■ **Document section**
☆ ☆ ☆ ☆

= Departments of the Communist Party of the Soviet Union =

The Departments of the Central Committee of the Communist Party of the Soviet Union were all specialised in their own field, for example, the International Department handled Soviet relations with non-ruling communist parties.

==Key==
- A–U is an abbreviation of All-Union, in this case All-Union Ministries. The All-Union ministries were ministries with no regional ministerial branches in the republics.
- U–R is an abbreviation of Union Republic, in this case Union republican ministries. Union republican ministries were either All-Union ministries with republican branches or republican ministries without an All-Union affiliate.
- Pres. is short for Presidium, in this case Presidium of the Council of Ministers. In the tables. Pres. denotes ministers or chairmen of state committees who held seats in the Presidium.

☆ ☆ ☆ ☆

■ **Data excerpts**
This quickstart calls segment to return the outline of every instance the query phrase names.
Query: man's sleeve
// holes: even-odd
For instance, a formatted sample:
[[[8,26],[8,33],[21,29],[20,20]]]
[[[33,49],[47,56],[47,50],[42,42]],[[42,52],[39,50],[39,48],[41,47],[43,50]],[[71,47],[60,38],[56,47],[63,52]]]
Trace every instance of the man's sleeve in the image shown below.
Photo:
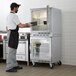
[[[18,24],[20,23],[20,20],[19,20],[19,18],[18,18],[17,15],[14,16],[13,21],[14,21],[14,23],[15,23],[16,25],[18,25]]]

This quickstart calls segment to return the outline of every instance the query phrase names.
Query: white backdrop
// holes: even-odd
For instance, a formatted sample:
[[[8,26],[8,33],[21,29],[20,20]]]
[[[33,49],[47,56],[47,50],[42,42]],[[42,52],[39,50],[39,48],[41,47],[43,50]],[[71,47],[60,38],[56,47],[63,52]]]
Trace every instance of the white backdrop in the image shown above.
[[[62,62],[76,65],[76,0],[0,0],[0,30],[5,30],[6,17],[10,12],[10,4],[21,4],[18,16],[22,23],[31,20],[30,9],[50,7],[62,10]],[[20,29],[28,31],[30,29]]]

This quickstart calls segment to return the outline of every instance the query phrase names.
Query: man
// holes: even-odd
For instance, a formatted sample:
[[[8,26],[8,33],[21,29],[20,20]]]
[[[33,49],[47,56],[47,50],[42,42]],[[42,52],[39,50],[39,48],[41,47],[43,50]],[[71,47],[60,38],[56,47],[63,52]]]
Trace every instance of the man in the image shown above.
[[[19,4],[12,3],[10,5],[11,12],[7,16],[7,37],[8,37],[8,58],[7,58],[7,66],[6,66],[6,72],[17,72],[18,69],[22,69],[22,67],[18,66],[18,63],[16,61],[16,50],[18,47],[18,29],[24,28],[24,27],[30,27],[32,24],[22,24],[18,18],[18,16],[15,14],[18,12]]]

☆ ☆ ☆ ☆

■ **Exercise**
Reproduce the text on the departments of the Soviet Communist Party word for word, in full. The items have no connection to the text about Soviet Communist Party departments.

■ **Written answer**
= Departments of the Communist Party of the Soviet Union =

The Departments of the Central Committee of the Communist Party of the Soviet Union were all specialised in their own field, for example, the International Department handled Soviet relations with non-ruling communist parties.

==Key==
- A–U is an abbreviation of All-Union, in this case All-Union Ministries. The All-Union ministries were ministries with no regional ministerial branches in the republics.
- U–R is an abbreviation of Union Republic, in this case Union republican ministries. Union republican ministries were either All-Union ministries with republican branches or republican ministries without an All-Union affiliate.
- Pres. is short for Presidium, in this case Presidium of the Council of Ministers. In the tables. Pres. denotes ministers or chairmen of state committees who held seats in the Presidium.